● What the task asks: Pick out every line in the saved entries below that contains the string "building". Case counts.

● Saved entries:
=-=-=-=-=

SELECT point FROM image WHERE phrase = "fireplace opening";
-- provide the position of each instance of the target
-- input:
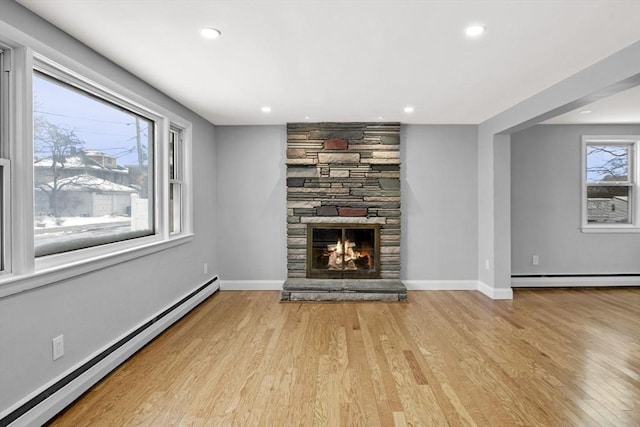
(343, 251)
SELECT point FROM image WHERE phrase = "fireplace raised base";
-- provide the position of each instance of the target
(344, 290)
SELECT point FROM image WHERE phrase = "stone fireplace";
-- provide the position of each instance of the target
(343, 212)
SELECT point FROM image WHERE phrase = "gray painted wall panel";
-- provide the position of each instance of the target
(251, 202)
(95, 309)
(546, 197)
(439, 202)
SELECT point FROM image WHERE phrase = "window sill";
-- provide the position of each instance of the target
(16, 283)
(611, 229)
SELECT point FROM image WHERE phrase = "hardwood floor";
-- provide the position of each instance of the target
(545, 358)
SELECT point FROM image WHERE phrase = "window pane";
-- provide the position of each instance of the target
(608, 204)
(175, 208)
(93, 170)
(607, 163)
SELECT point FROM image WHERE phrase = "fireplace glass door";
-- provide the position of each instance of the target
(339, 252)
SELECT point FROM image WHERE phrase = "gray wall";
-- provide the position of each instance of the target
(616, 72)
(94, 309)
(545, 206)
(439, 202)
(251, 202)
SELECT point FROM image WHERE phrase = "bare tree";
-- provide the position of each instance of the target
(56, 143)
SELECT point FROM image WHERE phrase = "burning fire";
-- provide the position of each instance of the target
(344, 256)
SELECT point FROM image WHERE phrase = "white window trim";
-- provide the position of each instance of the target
(634, 175)
(24, 272)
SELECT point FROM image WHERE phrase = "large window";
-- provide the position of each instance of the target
(610, 183)
(92, 169)
(91, 173)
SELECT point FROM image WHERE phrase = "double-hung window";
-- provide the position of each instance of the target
(610, 196)
(4, 162)
(176, 179)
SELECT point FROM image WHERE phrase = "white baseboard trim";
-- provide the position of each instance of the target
(251, 285)
(59, 400)
(574, 281)
(458, 285)
(495, 293)
(441, 285)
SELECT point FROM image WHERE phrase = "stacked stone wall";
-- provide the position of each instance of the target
(343, 173)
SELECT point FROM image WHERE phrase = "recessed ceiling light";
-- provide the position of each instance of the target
(474, 30)
(210, 33)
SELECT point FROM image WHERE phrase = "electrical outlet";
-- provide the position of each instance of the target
(58, 347)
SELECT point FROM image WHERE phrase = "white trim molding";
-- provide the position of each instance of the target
(495, 293)
(441, 285)
(251, 285)
(574, 281)
(458, 285)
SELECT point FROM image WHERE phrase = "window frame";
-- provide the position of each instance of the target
(633, 182)
(23, 270)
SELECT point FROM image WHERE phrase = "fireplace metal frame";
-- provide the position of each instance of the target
(373, 273)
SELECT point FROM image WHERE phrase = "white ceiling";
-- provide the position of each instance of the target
(348, 60)
(623, 107)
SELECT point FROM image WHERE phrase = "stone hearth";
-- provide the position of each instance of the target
(343, 173)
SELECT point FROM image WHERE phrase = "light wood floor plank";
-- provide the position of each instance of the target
(561, 357)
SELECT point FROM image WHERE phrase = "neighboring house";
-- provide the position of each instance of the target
(86, 195)
(608, 209)
(86, 162)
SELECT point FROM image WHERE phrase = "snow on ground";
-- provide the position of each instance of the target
(71, 221)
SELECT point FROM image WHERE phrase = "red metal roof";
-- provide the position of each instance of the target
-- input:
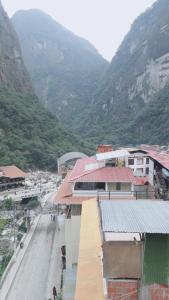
(161, 157)
(108, 174)
(12, 172)
(65, 189)
(80, 167)
(79, 199)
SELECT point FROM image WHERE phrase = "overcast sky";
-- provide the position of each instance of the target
(103, 22)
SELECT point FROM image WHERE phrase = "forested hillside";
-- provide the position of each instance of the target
(29, 135)
(65, 69)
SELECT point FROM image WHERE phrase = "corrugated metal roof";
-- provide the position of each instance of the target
(112, 154)
(108, 174)
(143, 216)
(156, 257)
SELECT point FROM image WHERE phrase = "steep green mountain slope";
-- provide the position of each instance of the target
(29, 135)
(65, 69)
(129, 90)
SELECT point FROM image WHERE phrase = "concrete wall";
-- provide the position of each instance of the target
(72, 237)
(138, 168)
(123, 289)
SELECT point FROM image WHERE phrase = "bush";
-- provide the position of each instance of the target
(8, 203)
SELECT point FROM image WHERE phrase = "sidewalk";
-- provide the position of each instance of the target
(15, 262)
(13, 267)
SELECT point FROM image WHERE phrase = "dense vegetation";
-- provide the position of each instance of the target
(29, 136)
(130, 105)
(65, 68)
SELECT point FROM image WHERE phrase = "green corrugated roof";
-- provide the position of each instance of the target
(156, 259)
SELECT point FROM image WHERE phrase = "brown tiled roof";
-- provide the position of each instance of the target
(12, 172)
(108, 174)
(65, 190)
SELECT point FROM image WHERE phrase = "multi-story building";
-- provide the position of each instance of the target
(11, 177)
(123, 252)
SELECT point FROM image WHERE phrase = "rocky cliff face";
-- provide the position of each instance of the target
(29, 135)
(138, 72)
(12, 70)
(65, 69)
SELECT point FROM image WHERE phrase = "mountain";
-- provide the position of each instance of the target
(30, 136)
(135, 85)
(65, 69)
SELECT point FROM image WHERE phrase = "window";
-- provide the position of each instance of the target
(147, 171)
(131, 161)
(139, 161)
(147, 160)
(118, 186)
(139, 172)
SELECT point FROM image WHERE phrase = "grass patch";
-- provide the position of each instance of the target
(3, 223)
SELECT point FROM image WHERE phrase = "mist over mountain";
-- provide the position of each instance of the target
(125, 102)
(29, 135)
(65, 69)
(129, 104)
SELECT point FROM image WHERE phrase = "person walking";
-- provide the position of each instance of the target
(54, 293)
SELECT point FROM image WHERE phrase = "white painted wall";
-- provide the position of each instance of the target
(138, 168)
(151, 172)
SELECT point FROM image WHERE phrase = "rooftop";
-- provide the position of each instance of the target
(89, 284)
(141, 216)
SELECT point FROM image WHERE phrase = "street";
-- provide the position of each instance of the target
(40, 269)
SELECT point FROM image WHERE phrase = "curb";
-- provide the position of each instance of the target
(12, 263)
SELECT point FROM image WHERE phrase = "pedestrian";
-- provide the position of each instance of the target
(54, 293)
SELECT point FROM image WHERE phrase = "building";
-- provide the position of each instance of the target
(123, 252)
(11, 177)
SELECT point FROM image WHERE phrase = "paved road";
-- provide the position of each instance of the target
(41, 267)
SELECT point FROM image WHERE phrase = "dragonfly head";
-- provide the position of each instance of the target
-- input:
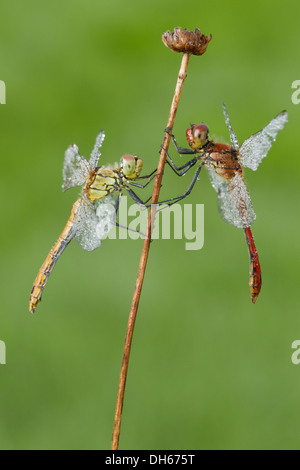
(197, 135)
(132, 166)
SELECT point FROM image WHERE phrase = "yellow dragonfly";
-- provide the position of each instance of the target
(94, 214)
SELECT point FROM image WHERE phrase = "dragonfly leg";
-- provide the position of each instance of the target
(136, 199)
(180, 150)
(180, 170)
(124, 226)
(173, 200)
(150, 178)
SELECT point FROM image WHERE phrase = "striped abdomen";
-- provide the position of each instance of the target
(255, 271)
(64, 239)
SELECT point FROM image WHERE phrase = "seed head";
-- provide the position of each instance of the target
(190, 42)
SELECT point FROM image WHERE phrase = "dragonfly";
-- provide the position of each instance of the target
(225, 164)
(94, 213)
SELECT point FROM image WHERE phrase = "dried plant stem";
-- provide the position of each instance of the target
(145, 253)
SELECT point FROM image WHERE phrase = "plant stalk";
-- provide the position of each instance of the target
(145, 253)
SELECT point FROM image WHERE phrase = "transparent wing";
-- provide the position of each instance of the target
(93, 222)
(95, 155)
(76, 168)
(233, 200)
(254, 149)
(233, 137)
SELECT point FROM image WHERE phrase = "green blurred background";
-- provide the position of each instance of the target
(208, 369)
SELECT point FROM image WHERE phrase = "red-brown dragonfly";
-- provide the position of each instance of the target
(225, 164)
(94, 214)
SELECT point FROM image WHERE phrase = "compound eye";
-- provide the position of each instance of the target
(200, 133)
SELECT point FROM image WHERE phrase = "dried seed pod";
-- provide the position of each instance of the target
(190, 42)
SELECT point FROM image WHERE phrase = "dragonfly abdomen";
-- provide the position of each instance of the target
(64, 239)
(255, 281)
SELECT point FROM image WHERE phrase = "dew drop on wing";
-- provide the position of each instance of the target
(254, 149)
(234, 201)
(86, 225)
(76, 168)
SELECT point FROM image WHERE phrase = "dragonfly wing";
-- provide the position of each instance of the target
(76, 168)
(233, 137)
(93, 222)
(254, 149)
(233, 199)
(95, 155)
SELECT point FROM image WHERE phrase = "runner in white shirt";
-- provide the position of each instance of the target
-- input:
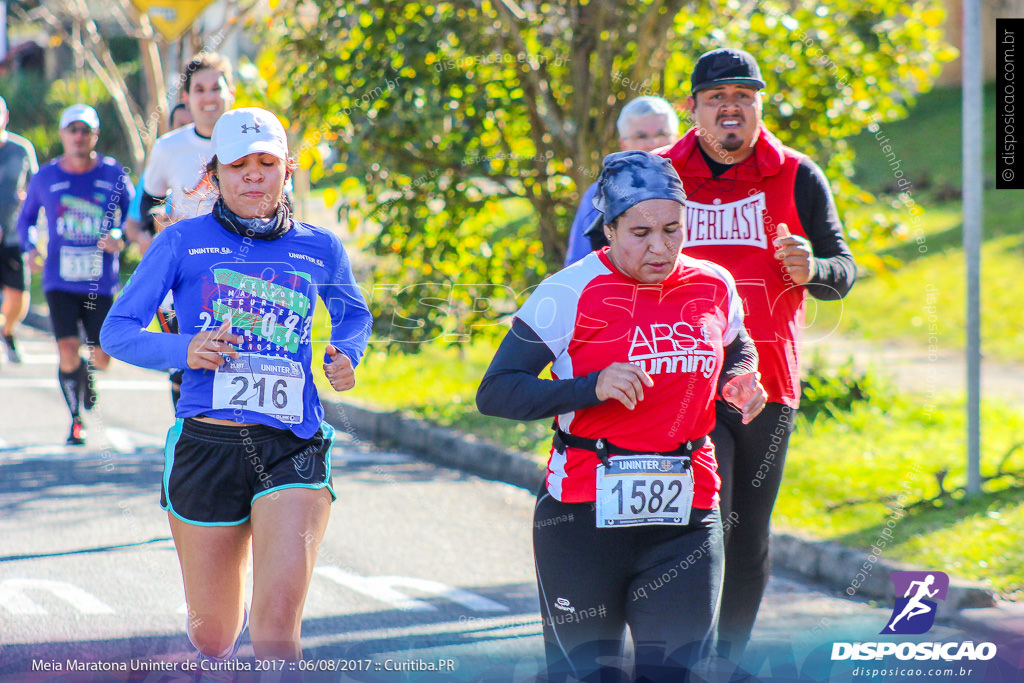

=-=-=-=-=

● Solution for this exercise:
SELECT point FROM image WHERE phrase = "multi-story building";
SELECT point FROM image WHERE phrase = "building";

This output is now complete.